FORM OF GENERAL RELEASE AND WAIVER

 

 

APPENDIX C

1. Noncompetition; Nonsolicitation; Confidential Information, etc. Thomas R. Pilholski
(the “Executive”) hereby acknowledges that, during and solely as a result of Executive’s
employment by American Commercial Lines Inc. (or “ACL”), the Executive will have access to
confidential information and business and professional contacts. In consideration therefor, the
Executive hereby agrees to be bound by and acknowledges the reasonableness of the following
covenants, which are specifically relied upon by ACL in entering into the letter agreement.
Executive acknowledges and agrees that each of the individual provisions of this Appendix C
constitutes a separate and distinct obligation of the Executive to ACL, individually enforceable
against the Executive.

STORED DATA ▸

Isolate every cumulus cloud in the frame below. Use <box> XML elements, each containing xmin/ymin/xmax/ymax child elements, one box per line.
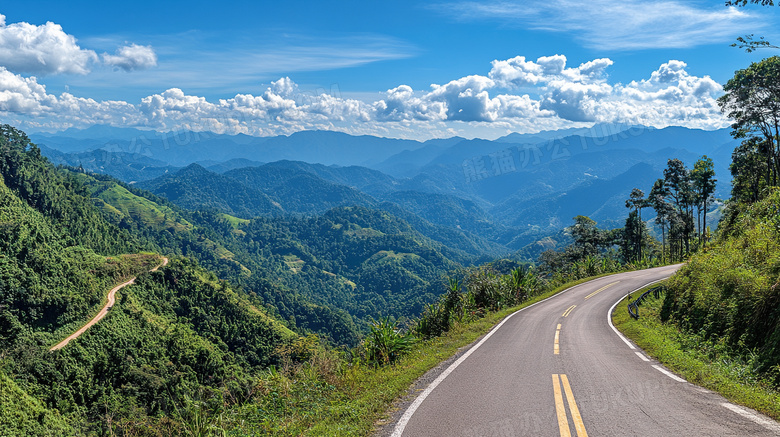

REQUIRED WORK ▸
a – Answer these questions about the appendix:
(i) Who is called "the Executive"?
(ii) Which company employs the Executive?
(iii) According to the appendix, what does each individual provision of Appendix C constitute?
b – Repeat the appendix word for word, starting at "FORM OF GENERAL" and ending at "the letter agreement.".
You won't need the lines for this work.

RESULTS OF THE TASKS ▸
a –
(i) Thomas R. Pilholski.
(ii) American Commercial Lines Inc., also called ACL.
(iii) Each provision constitutes a separate and distinct obligation of the Executive to ACL, individually enforceable against the Executive.

b –
FORM OF GENERAL RELEASE AND WAIVER

 

 

APPENDIX C

1. Noncompetition; Nonsolicitation; Confidential Information, etc. Thomas R. Pilholski
(the “Executive”) hereby acknowledges that, during and solely as a result of Executive’s
employment by American Commercial Lines Inc. (or “ACL”), the Executive will have access to
confidential information and business and professional contacts. In consideration therefor, the
Executive hereby agrees to be bound by and acknowledges the reasonableness of the following
covenants, which are specifically relied upon by ACL in entering into the letter agreement.